== 给定文本 ==
锻压技术

基于Deform-3D的齿轮坯精锻工艺分析与试验验证

英文标题：Analysis and experimental verification of gear billet precision forging process based on Deform-3D

作者：陈保山1 逯云杰2

分类号：TG316

出版年,卷(期):页码：2023,48(12):18-24

摘要：

针对齿轮坯铸造生产质量差、精度低，而机加工生产材料利用率低、效率低的问题，采用锻造工艺进行取代。设计了齿轮坯的两种锻造成形工艺，分别为开式模锻和闭式模锻，并采用刚塑性有限元法对两种工艺进行了模拟分析。结果表明：采用开式模锻，当坯料高径比为0.23~0.53时，可获得成形完整、无缺陷的齿轮坯，且当高径比为0.53时成形力更小；采用闭式模锻，当坯料高径比为0.17~0.49时，可获得成形完整、无缺陷的齿轮坯，且当高径比为0.49时成形力更小。经对比，开式模锻的成形力更小，锻模寿命更长，而闭式模锻的材料利用率更高，锻件出现开裂的风险更低，锻件质量更好。最后，通过工艺试验获得了质量良好的齿轮坯锻件，验证了模拟结果的准确性。

== 所给资料 ==

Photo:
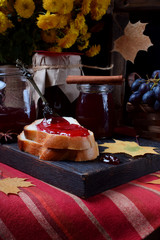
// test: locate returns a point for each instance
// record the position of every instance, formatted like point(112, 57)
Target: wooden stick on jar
point(111, 80)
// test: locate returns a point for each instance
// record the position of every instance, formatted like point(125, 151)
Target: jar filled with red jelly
point(17, 107)
point(95, 109)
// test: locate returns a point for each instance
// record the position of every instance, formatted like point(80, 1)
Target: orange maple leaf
point(11, 185)
point(132, 41)
point(128, 147)
point(156, 181)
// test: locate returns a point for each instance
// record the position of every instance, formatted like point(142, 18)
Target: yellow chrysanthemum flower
point(55, 49)
point(5, 23)
point(93, 51)
point(49, 21)
point(69, 39)
point(85, 36)
point(52, 5)
point(66, 6)
point(81, 48)
point(99, 8)
point(80, 21)
point(25, 8)
point(86, 6)
point(49, 36)
point(84, 29)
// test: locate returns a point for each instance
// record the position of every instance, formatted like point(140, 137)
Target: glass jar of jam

== 任务目标 ==
**1)** 根据齿轮坯锻造工艺摘要，回答下列问题：
(a) 采用开式模锻时，坯料高径比在什么范围内可获得成形完整、无缺陷的齿轮坯？
(b) 采用闭式模锻时，高径比为多少时成形力更小？
(c) 与开式模锻相比，闭式模锻有哪些优点？
**2)** 把列表全部重抄一遍，将其中的“Target”一律换成“Object”，其余各处保持不变；答案中不要包含图片。
给定文本与列表各自独立，互不相关。

== 各题答案 ==
**1)**
(a) 0.23~0.53。
(b) 0.49。
(c) 材料利用率更高，锻件出现开裂的风险更低，锻件质量更好。

**2)**
Photo:
// test: locate returns a point for each instance
// record the position of every instance, formatted like point(112, 57)
Object: wooden stick on jar
point(111, 80)
// test: locate returns a point for each instance
// record the position of every instance, formatted like point(125, 151)
Object: jar filled with red jelly
point(17, 107)
point(95, 109)
// test: locate returns a point for each instance
// record the position of every instance, formatted like point(80, 1)
Object: orange maple leaf
point(11, 185)
point(132, 41)
point(128, 147)
point(156, 181)
// test: locate returns a point for each instance
// record the position of every instance, formatted like point(142, 18)
Object: yellow chrysanthemum flower
point(55, 49)
point(5, 23)
point(93, 51)
point(49, 21)
point(69, 39)
point(85, 36)
point(52, 5)
point(66, 6)
point(81, 48)
point(99, 8)
point(80, 21)
point(25, 8)
point(86, 6)
point(49, 36)
point(84, 29)
// test: locate returns a point for each instance
// record the position of every instance, formatted like point(140, 137)
Object: glass jar of jam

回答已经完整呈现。